## Work order
Write out every line of the data below exactly as given.

[Source data Boundary: Start]

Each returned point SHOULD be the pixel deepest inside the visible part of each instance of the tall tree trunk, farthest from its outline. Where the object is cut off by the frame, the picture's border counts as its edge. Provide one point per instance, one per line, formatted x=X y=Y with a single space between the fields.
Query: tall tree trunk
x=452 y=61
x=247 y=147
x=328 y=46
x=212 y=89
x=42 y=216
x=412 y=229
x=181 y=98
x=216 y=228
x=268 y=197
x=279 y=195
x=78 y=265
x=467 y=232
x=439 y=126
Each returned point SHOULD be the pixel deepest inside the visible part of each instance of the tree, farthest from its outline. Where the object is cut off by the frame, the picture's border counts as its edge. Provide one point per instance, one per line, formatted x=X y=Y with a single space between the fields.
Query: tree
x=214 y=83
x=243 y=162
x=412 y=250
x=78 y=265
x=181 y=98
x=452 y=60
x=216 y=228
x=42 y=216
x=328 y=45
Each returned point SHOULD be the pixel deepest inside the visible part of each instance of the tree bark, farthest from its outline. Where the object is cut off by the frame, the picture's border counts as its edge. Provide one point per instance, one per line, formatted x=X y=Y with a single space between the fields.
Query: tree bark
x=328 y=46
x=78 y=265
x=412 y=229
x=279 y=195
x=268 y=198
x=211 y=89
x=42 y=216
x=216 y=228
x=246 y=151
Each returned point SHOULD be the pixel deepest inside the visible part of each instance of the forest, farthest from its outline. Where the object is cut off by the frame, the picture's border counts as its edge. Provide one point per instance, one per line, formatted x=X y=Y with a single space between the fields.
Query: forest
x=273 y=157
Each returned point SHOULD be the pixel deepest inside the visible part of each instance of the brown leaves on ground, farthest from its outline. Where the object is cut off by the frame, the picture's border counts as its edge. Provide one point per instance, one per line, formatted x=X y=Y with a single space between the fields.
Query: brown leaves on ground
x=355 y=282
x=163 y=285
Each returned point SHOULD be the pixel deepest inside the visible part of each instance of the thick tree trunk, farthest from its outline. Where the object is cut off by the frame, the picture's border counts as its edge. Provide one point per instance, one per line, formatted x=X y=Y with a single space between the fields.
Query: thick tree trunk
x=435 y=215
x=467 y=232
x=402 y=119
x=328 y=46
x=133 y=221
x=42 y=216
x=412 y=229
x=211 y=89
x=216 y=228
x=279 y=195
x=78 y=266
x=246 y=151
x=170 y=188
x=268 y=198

[Source data Boundary: End]

## Solution to the problem
Each returned point SHOULD be the pixel deepest inside the visible part of each instance of the tall tree trunk, farthest from its outline. Where the object is cut off by the frame, the picture's border counts as its edge. Provide one point per instance, one per line, formatted x=X y=Y with a single space between the fields.
Query: tall tree trunk
x=452 y=61
x=247 y=147
x=328 y=46
x=212 y=89
x=42 y=216
x=412 y=229
x=181 y=98
x=216 y=228
x=268 y=197
x=279 y=195
x=78 y=265
x=467 y=232
x=439 y=126
Each returned point SHOULD be the pixel deepest inside the visible part of each instance of the tree, farthest from its outline. Where the object is cut off by the frame, the picture's border counts as its edge. Provide one point per instance, one per line, formatted x=X y=Y with a single space between the fields.
Query: tree
x=214 y=83
x=243 y=162
x=412 y=250
x=78 y=265
x=181 y=98
x=452 y=60
x=216 y=228
x=42 y=216
x=328 y=45
Each returned point SHOULD be the pixel deepest inside the visible part of each instance of the tree bark, farthest from its outline. Where the object is cut off by the frame, the picture's border counts as its edge. Provide one point per instance, one per line, formatted x=X y=Y with a single space between the fields.
Query: tree bark
x=328 y=46
x=78 y=265
x=412 y=229
x=279 y=195
x=268 y=198
x=211 y=89
x=42 y=216
x=216 y=228
x=246 y=151
Each returned point SHOULD be the pixel deepest inside the visible part of each instance of the forest, farthest from its outline. Where the object is cut off by the frame, the picture's border counts as its edge. Provide one point per instance, one per line, formatted x=X y=Y with a single space between the fields.
Query: forest
x=273 y=157
Each returned point SHOULD be the pixel deepest inside the visible part of each instance of the brown leaves on ground, farthest from its outline. Where the object is cut off by the frame, the picture's border counts as its edge. Provide one point per instance, one per line, formatted x=X y=Y with a single space between the fields.
Query: brown leaves on ground
x=355 y=282
x=163 y=285
Each returned point SHOULD be the pixel deepest inside the visible part of each instance of the thick tree trunk, farthest from its outline. Where the object is cut off by the frame, the picture's border counts as its edge. Provide one point per instance, one per line, formatted x=X y=Y with a single space between the fields.
Query: thick tree trunk
x=435 y=215
x=467 y=232
x=402 y=119
x=328 y=46
x=133 y=221
x=42 y=216
x=412 y=229
x=211 y=89
x=216 y=228
x=279 y=195
x=78 y=266
x=246 y=151
x=170 y=188
x=268 y=198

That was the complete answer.